(Segmentation mask data)
- Opening Delimiter -

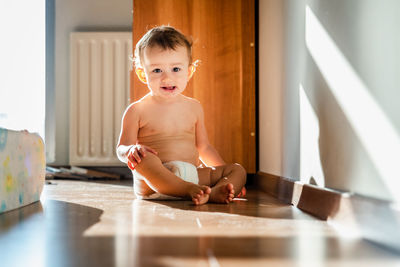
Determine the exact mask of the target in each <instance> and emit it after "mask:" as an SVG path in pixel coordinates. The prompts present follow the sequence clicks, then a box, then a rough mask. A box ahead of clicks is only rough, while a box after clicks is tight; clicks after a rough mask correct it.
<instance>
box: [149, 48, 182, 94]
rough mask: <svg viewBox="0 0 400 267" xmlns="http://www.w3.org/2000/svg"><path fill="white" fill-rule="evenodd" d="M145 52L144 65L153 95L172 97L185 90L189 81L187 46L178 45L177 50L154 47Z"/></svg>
mask: <svg viewBox="0 0 400 267" xmlns="http://www.w3.org/2000/svg"><path fill="white" fill-rule="evenodd" d="M143 52H144V53H143V62H142V65H143V69H144V71H145V73H146V80H147V85H148V87H149V89H150V91H151V93H152V95H155V96H161V97H165V98H171V97H175V96H177V95H179V94H180V93H182V92H183V91H184V90H185V88H186V85H187V83H188V81H189V57H188V54H187V49H186V48H185V47H183V46H178V47H177V48H176V49H175V50H171V49H168V50H163V49H161V48H160V47H153V48H146V49H145V50H144V51H143Z"/></svg>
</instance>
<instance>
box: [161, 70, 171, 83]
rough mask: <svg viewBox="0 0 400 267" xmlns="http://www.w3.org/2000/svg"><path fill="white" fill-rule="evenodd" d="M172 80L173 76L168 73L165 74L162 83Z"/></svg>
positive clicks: (170, 80)
mask: <svg viewBox="0 0 400 267" xmlns="http://www.w3.org/2000/svg"><path fill="white" fill-rule="evenodd" d="M171 80H172V77H171V74H170V73H168V72H163V75H162V81H171Z"/></svg>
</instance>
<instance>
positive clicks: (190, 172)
mask: <svg viewBox="0 0 400 267" xmlns="http://www.w3.org/2000/svg"><path fill="white" fill-rule="evenodd" d="M163 165H164V166H165V167H166V168H167V169H168V170H170V171H171V172H173V173H174V174H175V175H176V176H178V177H180V178H181V179H182V180H184V181H186V182H191V183H194V184H199V175H198V173H197V168H196V166H194V165H193V164H190V163H188V162H185V161H178V160H174V161H169V162H166V163H163ZM132 173H133V179H134V180H136V179H142V180H145V177H143V176H142V175H141V174H140V173H138V172H137V171H136V170H134V171H132ZM134 191H135V195H136V197H137V198H138V199H160V200H164V199H180V198H178V197H171V196H167V195H163V194H160V193H153V194H151V195H149V196H141V195H139V194H137V193H136V187H135V186H134Z"/></svg>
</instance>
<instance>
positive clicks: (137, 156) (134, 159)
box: [131, 151, 140, 164]
mask: <svg viewBox="0 0 400 267" xmlns="http://www.w3.org/2000/svg"><path fill="white" fill-rule="evenodd" d="M131 161H136V163H137V164H139V162H140V156H139V154H138V152H137V151H135V152H134V153H132V154H131Z"/></svg>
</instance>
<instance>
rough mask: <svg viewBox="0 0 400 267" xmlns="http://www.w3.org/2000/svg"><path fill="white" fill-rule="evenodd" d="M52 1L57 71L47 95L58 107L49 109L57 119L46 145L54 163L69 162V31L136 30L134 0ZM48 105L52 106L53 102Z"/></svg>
mask: <svg viewBox="0 0 400 267" xmlns="http://www.w3.org/2000/svg"><path fill="white" fill-rule="evenodd" d="M48 2H50V4H53V5H54V6H55V7H54V12H55V14H54V16H53V17H54V21H53V23H54V24H55V26H54V40H53V42H54V54H53V55H48V56H50V57H51V56H53V57H54V68H55V71H54V85H53V86H52V85H51V84H50V85H48V88H47V91H48V92H47V96H48V97H50V98H51V97H53V100H52V101H54V102H53V103H54V105H53V106H54V109H53V110H48V111H47V112H46V113H47V116H48V117H51V116H54V120H53V121H51V120H50V122H49V123H48V125H46V128H48V129H47V131H46V133H47V132H49V133H51V134H50V135H49V136H46V147H47V149H48V150H49V151H48V158H47V159H48V163H50V164H52V165H68V163H69V162H68V161H69V160H68V159H69V35H70V33H71V32H74V31H132V0H115V1H109V0H85V1H81V0H68V1H62V0H48ZM48 4H49V3H48ZM48 17H49V16H48ZM50 17H51V16H50ZM50 43H51V42H50ZM50 75H51V73H50ZM48 101H49V102H50V101H51V100H48ZM47 106H48V107H49V106H50V107H51V105H50V104H49V103H48V104H47ZM49 129H50V130H49ZM53 130H54V131H53Z"/></svg>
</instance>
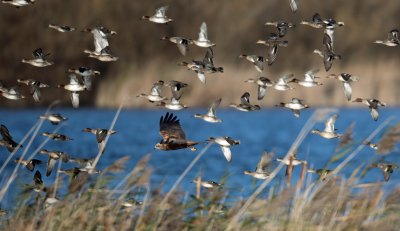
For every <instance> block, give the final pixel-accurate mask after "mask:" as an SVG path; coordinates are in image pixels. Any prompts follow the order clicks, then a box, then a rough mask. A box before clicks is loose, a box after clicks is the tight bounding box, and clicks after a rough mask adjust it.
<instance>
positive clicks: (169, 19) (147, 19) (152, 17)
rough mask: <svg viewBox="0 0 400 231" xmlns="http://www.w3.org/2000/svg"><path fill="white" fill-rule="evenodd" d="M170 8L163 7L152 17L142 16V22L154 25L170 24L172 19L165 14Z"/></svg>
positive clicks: (156, 9) (163, 6) (156, 12)
mask: <svg viewBox="0 0 400 231" xmlns="http://www.w3.org/2000/svg"><path fill="white" fill-rule="evenodd" d="M167 9H168V6H162V7H160V8H158V9H156V13H155V14H154V15H152V16H142V20H148V21H150V22H154V23H161V24H164V23H169V22H172V19H170V18H168V17H167V16H166V15H165V13H166V12H167Z"/></svg>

- Closing Delimiter -

## ABOUT THIS TASK
Copy out every line of the data above that contains the word "positive".

## OUTPUT FOR THIS EXERCISE
positive clicks: (170, 80)
positive clicks: (190, 172)
positive clicks: (137, 156) (134, 159)
positive clicks: (169, 19) (147, 19) (152, 17)
positive clicks: (156, 9) (163, 6) (156, 12)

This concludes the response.